— ACTIVITY —
Can you continue the comment thread on male chimpanzee violence toward females, picking up right after its last comment?

— READING TEXT —
BEGIN

You couldn't have ever built civilization (as we know it) with nature worship.

By Jonathan Owens (not verified) on 09 Feb 2007 #permalink

I have long suspected that male violence toward females results in a positive social outcome for males, and is why male-on-female violence was never taken seriously for thousands of years. Males have always possessed the desire to control female reproduction and they use violence or the fear of violence as a control mechanism.

I really didn't require a study to explain this, but probably other people do, so thanks. Perhaps if male chimps could develope an artifical womb and make their own children would they finally stop trying to control females's lives. But then they'd probably just sell the baby female chimps to other males and abuse them.

Males suck. Truth hurts. Deal.

A guess: the male chimps are showing a closeness to being human and seek a means of monagmous relationships, the goadl (fruitless?) of the human species.

why some people conclude that the beating has to do "forcing females into exclusive mating relationships"?

END

— LISTED ENTRIES —
BEGIN

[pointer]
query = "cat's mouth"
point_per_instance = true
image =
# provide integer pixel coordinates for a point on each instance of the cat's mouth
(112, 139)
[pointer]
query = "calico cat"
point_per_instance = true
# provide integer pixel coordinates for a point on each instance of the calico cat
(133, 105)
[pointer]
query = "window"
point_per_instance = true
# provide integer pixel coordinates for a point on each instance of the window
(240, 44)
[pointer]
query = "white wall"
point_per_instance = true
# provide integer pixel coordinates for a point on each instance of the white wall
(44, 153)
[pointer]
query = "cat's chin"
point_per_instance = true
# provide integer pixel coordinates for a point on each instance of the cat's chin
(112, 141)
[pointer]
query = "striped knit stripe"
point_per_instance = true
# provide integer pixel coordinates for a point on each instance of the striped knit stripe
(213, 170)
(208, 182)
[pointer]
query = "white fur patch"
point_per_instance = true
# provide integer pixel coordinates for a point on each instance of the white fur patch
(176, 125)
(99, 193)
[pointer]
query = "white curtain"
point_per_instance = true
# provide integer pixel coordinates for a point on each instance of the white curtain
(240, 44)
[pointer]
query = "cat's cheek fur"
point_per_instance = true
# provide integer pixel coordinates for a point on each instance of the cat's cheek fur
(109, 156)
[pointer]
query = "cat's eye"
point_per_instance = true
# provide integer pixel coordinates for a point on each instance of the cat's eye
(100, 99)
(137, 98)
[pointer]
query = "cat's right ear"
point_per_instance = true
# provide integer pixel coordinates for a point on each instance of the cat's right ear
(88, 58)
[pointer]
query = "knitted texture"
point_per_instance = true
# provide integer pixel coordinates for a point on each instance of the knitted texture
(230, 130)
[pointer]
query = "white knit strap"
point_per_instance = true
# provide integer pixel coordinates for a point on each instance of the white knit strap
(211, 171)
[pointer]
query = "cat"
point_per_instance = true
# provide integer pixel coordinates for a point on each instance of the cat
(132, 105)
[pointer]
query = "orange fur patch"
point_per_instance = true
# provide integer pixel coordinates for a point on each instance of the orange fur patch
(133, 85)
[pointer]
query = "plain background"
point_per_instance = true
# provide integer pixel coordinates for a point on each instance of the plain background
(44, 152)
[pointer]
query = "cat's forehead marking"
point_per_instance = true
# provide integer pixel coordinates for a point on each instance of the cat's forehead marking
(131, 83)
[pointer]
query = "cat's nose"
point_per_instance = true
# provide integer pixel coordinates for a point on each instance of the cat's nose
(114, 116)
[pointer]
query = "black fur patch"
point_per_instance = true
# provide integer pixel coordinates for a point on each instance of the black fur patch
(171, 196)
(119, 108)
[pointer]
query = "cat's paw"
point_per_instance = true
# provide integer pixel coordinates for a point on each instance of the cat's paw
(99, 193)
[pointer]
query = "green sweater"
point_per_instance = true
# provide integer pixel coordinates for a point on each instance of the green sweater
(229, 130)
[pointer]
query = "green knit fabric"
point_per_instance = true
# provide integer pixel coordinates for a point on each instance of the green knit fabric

END

— RESULT OF THE EXERCISE —
does this thinking imply that male chimps have the concept and the wish for monogamous relationships? and female chimps either don't understand it or just refuse (in the name of freedom or lust, if you are modern or old fashioned)?

since we all like to draw conclusions out of facts we don't know, i will propose that males beat the females to make them mate out of simple fear and dominion.

i find it a simpler and less antropomorphic theory. the only flaw is that it's obvious.

By kuanchaiken (not verified) on 09 Feb 2007 #permalink

Given the overrepresentation of radically political women in the biological sciences, emphasis on this sort of research never really surprises me. I'm really tired of science as victim narrative in anthropology. Scientists make distinctions between things that are different. Phrases like "domestic violence in chimps" are anthropomorphic fallacies and inappropriate value judgements that confuse people who aren't trained to make such distinctions.

By Joy Spoiler (not verified) on 09 Feb 2007 #permalink

feminazi: What about the other species of chimpanzee, the bonobo, who have a matriarchal and egalitarian society? Humans did not evolve from chimpanzees, rather humans and chimps share a common ancestor. Our behavior is not evolutionarily derived from either the common chimpanzee studied in this article or the bonobo, and if we are otherwise looking for guidance from our close relatives we have two distinct and contradictory cultures. What about the instances of matriarchal human societies around the world? Also, the supposition that violence and oppression towards women results in a positive outcome for males is idiotic. A society where roughly half the adults are treated as sub-humans is not competitive with one where everyone is granted equal rights and the opportunity to contribute wholly.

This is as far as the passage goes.